> [ASSIGNMENT] Each line of the data must be reproduced as it appears.

> [RECORDS FOR PROCESSING]
=======

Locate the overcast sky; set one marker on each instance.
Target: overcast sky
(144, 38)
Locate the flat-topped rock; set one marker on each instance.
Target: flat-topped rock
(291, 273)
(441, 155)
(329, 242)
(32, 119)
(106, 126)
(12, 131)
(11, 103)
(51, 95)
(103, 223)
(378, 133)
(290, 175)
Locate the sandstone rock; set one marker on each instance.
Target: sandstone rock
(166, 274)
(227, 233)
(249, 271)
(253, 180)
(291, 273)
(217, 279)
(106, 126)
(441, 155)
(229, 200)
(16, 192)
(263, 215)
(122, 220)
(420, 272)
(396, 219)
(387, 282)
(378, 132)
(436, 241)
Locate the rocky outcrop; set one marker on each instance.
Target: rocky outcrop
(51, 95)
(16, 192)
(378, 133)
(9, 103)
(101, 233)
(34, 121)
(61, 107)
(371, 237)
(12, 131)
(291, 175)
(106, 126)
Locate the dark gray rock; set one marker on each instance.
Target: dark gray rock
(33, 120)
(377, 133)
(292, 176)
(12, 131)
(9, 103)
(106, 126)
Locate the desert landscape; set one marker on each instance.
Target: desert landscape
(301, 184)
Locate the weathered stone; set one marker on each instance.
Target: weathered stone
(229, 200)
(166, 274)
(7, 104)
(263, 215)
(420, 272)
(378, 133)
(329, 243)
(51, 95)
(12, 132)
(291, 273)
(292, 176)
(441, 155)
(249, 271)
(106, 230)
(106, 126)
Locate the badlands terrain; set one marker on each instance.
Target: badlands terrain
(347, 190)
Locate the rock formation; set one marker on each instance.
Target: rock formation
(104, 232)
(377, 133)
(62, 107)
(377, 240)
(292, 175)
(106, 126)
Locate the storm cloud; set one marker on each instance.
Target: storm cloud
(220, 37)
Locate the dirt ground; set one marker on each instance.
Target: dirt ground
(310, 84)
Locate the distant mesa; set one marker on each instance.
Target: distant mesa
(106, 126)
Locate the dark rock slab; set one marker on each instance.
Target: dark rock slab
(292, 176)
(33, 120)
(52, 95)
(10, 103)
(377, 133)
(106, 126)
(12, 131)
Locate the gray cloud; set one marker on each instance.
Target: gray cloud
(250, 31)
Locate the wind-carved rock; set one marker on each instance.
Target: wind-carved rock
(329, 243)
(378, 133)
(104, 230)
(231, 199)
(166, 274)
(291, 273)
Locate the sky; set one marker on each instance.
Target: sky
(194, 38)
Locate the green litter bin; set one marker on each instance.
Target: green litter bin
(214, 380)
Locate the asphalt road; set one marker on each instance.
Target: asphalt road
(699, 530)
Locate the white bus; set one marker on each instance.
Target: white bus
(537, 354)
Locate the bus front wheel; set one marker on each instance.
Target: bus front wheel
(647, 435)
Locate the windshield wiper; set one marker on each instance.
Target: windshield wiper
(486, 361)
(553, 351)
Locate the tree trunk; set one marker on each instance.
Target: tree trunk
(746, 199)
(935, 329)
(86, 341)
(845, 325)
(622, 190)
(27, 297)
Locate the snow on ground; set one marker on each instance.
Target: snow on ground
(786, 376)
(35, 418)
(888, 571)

=======

> [RESPONSE TO THE TASK]
Locate the overcast sky; set one marker on each instance.
Target: overcast sky
(144, 38)
Locate the flat-topped rock; set one marker on each instance.
Target: flat-topped rock
(291, 273)
(441, 155)
(329, 242)
(32, 119)
(106, 126)
(12, 131)
(11, 103)
(51, 95)
(103, 223)
(378, 133)
(290, 175)
Locate the sandstone rock; set one marker on each instance.
Target: sandstone rock
(166, 274)
(227, 233)
(249, 271)
(253, 180)
(291, 273)
(217, 279)
(106, 126)
(441, 155)
(229, 200)
(16, 192)
(263, 215)
(122, 220)
(420, 272)
(396, 219)
(387, 282)
(378, 132)
(436, 241)
Locate the rocky outcrop; set one marker on each instance.
Target: rocky outcrop
(51, 95)
(16, 192)
(378, 133)
(9, 103)
(101, 233)
(34, 121)
(61, 107)
(371, 237)
(12, 131)
(291, 175)
(106, 126)
Locate the dark gray rock; set one marker on each instance.
Target: dark gray rock
(33, 120)
(377, 133)
(292, 176)
(12, 131)
(9, 103)
(106, 126)
Locate the desert landscape; set one marker on each instance.
Target: desert landscape
(301, 184)
Locate the weathered stone; set one marker on each instance.
Target: weathered stone
(229, 200)
(166, 274)
(7, 104)
(263, 215)
(420, 272)
(378, 133)
(329, 243)
(51, 95)
(12, 132)
(291, 273)
(292, 176)
(441, 155)
(249, 271)
(106, 230)
(106, 126)
Locate the badlands terrain; set one marker on each instance.
Target: badlands terrain
(347, 190)
Locate the rock formation; set one marker on each instance.
Target: rock formation
(104, 232)
(377, 133)
(62, 107)
(377, 240)
(292, 175)
(106, 126)
Locate the storm cloud; set one marker on each instance.
Target: storm cloud
(220, 37)
Locate the dirt ground; set one marker on each instance.
Target: dirt ground
(310, 84)
Locate the distant mesa; set one marker on each instance.
Target: distant mesa
(106, 126)
Locate the dark rock slab; set one marker on each instance.
Target: dark rock slab
(292, 176)
(33, 120)
(52, 95)
(10, 103)
(377, 133)
(106, 126)
(12, 131)
Locate the gray cloud; set one marker on each instance.
Target: gray cloud
(250, 31)
Locate the wind-carved rock; set one marker on each instance.
Target: wind-carved rock
(329, 243)
(378, 133)
(104, 230)
(231, 199)
(166, 274)
(291, 273)
Locate the sky; set one marker on each instance.
Target: sky
(194, 38)
Locate the green litter bin; set one marker on each instance.
Target: green litter bin
(214, 380)
Locate the asphalt road; set one marker on each instance.
Target: asphalt road
(699, 530)
Locate the white bus; set one marker on each instance.
Target: white bus
(537, 354)
Locate the bus front wheel; set one marker on each instance.
Target: bus front wheel
(647, 435)
Locate the windshield wiper; set one marker on each instance.
Target: windshield wiper
(486, 361)
(553, 351)
Locate the tree trunk; set one marker on each instance.
Target: tree trunk
(746, 199)
(935, 329)
(86, 341)
(845, 325)
(622, 190)
(27, 297)
Locate the snow on ground; set one marker on each instance.
Target: snow on ground
(786, 376)
(35, 418)
(888, 571)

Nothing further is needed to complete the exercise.